What is being asked - Format every line of the records below, from the line containing "of the gray" down to the last line, as a Markdown table with the columns Row and Line, skipping blank lines.

Records -
^^^^^^^^^^^^^^^^

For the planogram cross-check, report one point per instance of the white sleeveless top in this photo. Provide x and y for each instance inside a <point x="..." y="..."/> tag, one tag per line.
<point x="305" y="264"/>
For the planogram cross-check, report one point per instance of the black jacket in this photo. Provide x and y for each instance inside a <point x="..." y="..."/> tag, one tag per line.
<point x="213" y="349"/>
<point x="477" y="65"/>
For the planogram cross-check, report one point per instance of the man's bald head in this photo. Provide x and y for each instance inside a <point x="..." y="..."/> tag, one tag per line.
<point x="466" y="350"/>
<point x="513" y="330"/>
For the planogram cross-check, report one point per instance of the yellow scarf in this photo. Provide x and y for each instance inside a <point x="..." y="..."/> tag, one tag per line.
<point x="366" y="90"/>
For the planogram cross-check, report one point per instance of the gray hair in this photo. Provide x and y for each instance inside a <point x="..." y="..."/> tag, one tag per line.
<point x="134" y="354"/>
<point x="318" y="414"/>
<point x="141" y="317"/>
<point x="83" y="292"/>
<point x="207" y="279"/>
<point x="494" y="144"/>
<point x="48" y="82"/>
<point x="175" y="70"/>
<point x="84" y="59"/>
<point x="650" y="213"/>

^^^^^^^^^^^^^^^^

Written solution -
| Row | Line |
|---|---|
| 1 | For the planogram cross-check, report one point per instance of the gray hair in this photo. Provide x and y for each instance inside a <point x="..." y="..."/> tag, one tag per line. |
| 2 | <point x="134" y="354"/> |
| 3 | <point x="318" y="414"/> |
| 4 | <point x="141" y="317"/> |
| 5 | <point x="83" y="292"/> |
| 6 | <point x="207" y="279"/> |
| 7 | <point x="494" y="144"/> |
| 8 | <point x="48" y="82"/> |
| 9 | <point x="175" y="70"/> |
| 10 | <point x="84" y="59"/> |
| 11 | <point x="650" y="213"/> |